All entries must be extracted exactly, with nothing added or dropped.

* * * *

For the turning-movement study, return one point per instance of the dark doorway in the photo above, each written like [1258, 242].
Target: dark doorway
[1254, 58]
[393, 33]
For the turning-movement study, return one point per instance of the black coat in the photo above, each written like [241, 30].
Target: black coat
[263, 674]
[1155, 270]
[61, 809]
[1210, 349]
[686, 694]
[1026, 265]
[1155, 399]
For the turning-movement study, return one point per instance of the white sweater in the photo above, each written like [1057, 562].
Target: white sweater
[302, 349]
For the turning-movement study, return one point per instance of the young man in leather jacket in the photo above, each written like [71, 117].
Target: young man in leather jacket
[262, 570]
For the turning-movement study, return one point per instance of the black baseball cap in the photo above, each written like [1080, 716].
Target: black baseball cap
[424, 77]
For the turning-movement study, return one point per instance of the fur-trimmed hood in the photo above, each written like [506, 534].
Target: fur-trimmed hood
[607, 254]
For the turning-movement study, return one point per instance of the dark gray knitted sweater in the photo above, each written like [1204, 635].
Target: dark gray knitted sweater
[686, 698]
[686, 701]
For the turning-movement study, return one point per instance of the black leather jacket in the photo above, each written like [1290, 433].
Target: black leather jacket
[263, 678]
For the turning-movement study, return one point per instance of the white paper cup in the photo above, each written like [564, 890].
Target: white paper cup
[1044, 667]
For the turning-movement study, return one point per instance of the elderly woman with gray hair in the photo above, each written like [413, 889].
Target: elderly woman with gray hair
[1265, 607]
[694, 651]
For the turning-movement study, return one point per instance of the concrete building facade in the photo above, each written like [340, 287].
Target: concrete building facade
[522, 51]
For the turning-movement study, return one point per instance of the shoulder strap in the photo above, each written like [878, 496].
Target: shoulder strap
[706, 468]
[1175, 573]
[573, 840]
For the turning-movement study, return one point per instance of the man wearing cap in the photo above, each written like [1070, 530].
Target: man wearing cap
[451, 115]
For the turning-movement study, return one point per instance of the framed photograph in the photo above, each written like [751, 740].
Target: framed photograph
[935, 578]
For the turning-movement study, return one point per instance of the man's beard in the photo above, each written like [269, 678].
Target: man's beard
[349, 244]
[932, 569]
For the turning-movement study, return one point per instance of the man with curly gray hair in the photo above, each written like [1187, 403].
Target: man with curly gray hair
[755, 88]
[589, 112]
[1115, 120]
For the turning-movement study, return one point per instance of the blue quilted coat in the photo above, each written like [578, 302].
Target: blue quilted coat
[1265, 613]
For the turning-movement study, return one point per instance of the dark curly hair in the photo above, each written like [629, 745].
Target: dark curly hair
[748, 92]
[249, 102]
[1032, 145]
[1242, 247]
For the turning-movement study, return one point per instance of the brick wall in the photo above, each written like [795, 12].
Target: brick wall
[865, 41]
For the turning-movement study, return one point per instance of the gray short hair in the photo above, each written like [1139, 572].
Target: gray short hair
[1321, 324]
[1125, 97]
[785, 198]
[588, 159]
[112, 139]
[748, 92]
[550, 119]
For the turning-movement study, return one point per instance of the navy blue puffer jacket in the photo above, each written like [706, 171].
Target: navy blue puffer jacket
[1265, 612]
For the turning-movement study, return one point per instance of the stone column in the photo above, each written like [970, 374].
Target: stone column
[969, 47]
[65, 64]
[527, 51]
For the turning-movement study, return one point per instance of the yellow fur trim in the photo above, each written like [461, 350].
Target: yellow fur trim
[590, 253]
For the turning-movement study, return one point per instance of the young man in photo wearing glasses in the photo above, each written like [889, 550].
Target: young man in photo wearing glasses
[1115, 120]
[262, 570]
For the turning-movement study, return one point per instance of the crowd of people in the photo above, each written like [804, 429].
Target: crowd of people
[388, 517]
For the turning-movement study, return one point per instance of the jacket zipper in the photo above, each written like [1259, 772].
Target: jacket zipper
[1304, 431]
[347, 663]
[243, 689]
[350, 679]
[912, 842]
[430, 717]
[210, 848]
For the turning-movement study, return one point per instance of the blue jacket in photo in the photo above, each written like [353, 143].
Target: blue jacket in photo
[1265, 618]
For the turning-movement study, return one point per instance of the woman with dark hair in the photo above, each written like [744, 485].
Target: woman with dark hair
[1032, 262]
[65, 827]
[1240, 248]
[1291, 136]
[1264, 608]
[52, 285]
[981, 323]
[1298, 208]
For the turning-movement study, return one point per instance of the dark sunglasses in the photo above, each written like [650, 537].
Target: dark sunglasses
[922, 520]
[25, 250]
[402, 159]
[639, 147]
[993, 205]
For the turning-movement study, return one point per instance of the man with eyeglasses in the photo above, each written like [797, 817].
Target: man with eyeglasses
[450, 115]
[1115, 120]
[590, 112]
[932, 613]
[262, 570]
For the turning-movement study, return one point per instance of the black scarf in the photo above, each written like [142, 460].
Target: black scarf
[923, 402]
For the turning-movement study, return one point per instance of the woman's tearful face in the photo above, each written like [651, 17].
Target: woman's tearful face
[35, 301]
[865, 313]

* * * *

FINAL ANSWER ::
For the turning-movement study, return one point per instance of the dark doorway in the photo above, each written like [1258, 242].
Target: dark doorway
[1254, 58]
[393, 33]
For the turning-movement study, return one point per instance of the black coat in the photo above, each written like [241, 30].
Target: black coat
[263, 674]
[1155, 270]
[61, 809]
[1210, 349]
[686, 694]
[1026, 265]
[1155, 399]
For the turning-movement study, return one point per instance of the white sweater in the photo above, each written like [1057, 562].
Target: white sweater
[302, 349]
For the turning-movement study, return one point per instance of the young man in leather jacket in the photo above, each written like [71, 117].
Target: young man in leather jacket
[262, 570]
For the turning-movement study, return one point per instance of the black baseball cap in the photo above, each written like [1080, 716].
Target: black baseball cap
[424, 77]
For the turning-movement study, return one point per instance of the fur-trimmed hood in the photo above, each written like [506, 534].
Target: fur-trimmed hood
[607, 254]
For the turning-movement study, return one point per instance of the dark gray knitted sweater in the photo above, each written like [1204, 635].
Target: dark gray knitted sweater
[686, 698]
[686, 701]
For the turning-movement study, return one point per instance of the black leather jacket in the photo above, each written like [1290, 433].
Target: black leather jacket
[263, 678]
For the turning-movement study, return one point per instance of the white paper cup in the photo above, each written like [564, 890].
Target: white paper cup
[1044, 667]
For the turning-movement study, return one point per instance of the elderly woman with gray hair in the photo above, each written like [413, 889].
Target: elderly woman with gray hair
[1265, 607]
[694, 651]
For the turning-movement study, return one point per instance of the concrete building facade in the photo above, each written like [340, 287].
Target: concrete building facade
[522, 51]
For the turning-movement study, return one point per instance of the shoulder strap in the photo above, each written like [878, 496].
Target: shoulder strap
[706, 468]
[1175, 573]
[573, 840]
For the turning-movement study, return one point per instance of the man wearing cap in the photo above, each written like [1070, 530].
Target: man wearing cap
[451, 115]
For the turning-movement study, return one point per instance of the framed photograph in the photo above, each written like [751, 740].
Target: framed photograph
[935, 578]
For the turning-movement study, return one point per instance of the man's beard in the photo above, each written like [269, 678].
Target: man's beard
[349, 244]
[932, 569]
For the turning-movement study, return one point per instance of the man with curly gray hair in the photo above, each written like [1187, 403].
Target: man with curly gray hair
[755, 88]
[589, 112]
[1115, 120]
For the turning-movement study, return one point per instance of the blue quilted coat in the photo above, each written like [578, 302].
Target: blue quilted coat
[1265, 613]
For the turning-movement study, return one point per instance of the dark curly hair in the photo above, each written like [629, 745].
Target: dark curly hair
[748, 92]
[249, 102]
[1032, 145]
[1242, 247]
For the turning-movement study, return one point per instance of the brick wall in the photo above, each written like [795, 12].
Target: brick wall
[865, 41]
For the turning-movement study, return one point per instance of the gray short hair in the photo above, each written like [1139, 572].
Target: gray short hair
[1321, 324]
[1125, 97]
[785, 198]
[588, 159]
[112, 139]
[748, 92]
[550, 119]
For the turning-movement study, return one point per instance of the navy blue puffer jacket in the photo above, each written like [706, 171].
Target: navy blue puffer jacket
[1265, 612]
For the turning-movement study, return one point per instance of the stone column in the photo above, each written like [970, 374].
Target: stone column
[969, 47]
[65, 64]
[527, 51]
For the turning-movement study, return one point per instance of the yellow fur trim in the photo above, each written like [461, 350].
Target: yellow fur trim
[590, 253]
For the turning-movement study, return one point per instance of the young man in photo wearing glasses in the photo above, each written like [889, 550].
Target: young man in photo wearing glasses
[1115, 120]
[262, 570]
For the turning-movement study, return one point per instance of the crowd of people in the photo above, each written like [804, 429].
Target: crowd of people
[388, 517]
For the turning-movement study, return one point per instance of the jacket zipper in the photo above, each written like [1259, 772].
Target: jacket zipper
[1304, 431]
[347, 663]
[243, 689]
[350, 679]
[912, 842]
[430, 717]
[210, 848]
For the turning-movement study, return one point per instance of the blue jacket in photo in the photo above, each written like [353, 143].
Target: blue jacket in photo
[1265, 618]
For the turning-movement study, return one point per instance of the woman with dark hair in the photo above, each written like [744, 485].
Target: woman with dark hair
[1032, 262]
[65, 827]
[1240, 248]
[1291, 136]
[1264, 608]
[52, 285]
[981, 323]
[1298, 208]
For the turning-movement study, return one point per instance of the dark sunglasses in the photo above, each written like [650, 537].
Target: dark sunglasses
[922, 520]
[25, 250]
[402, 159]
[639, 147]
[993, 205]
For the turning-movement study, return one point per instance of the man with eyeglasses in the photo above, each written like [797, 817].
Target: man with eyeglasses
[450, 115]
[1115, 120]
[590, 112]
[932, 613]
[262, 570]
For the turning-movement study, return one point per instance of the black scarf in the photo above, each written like [142, 460].
Target: black scarf
[923, 402]
For the turning-movement study, return one point per instance of the woman's tearful face in the photo above, each written like [651, 17].
Target: woman's tearful face
[35, 301]
[865, 313]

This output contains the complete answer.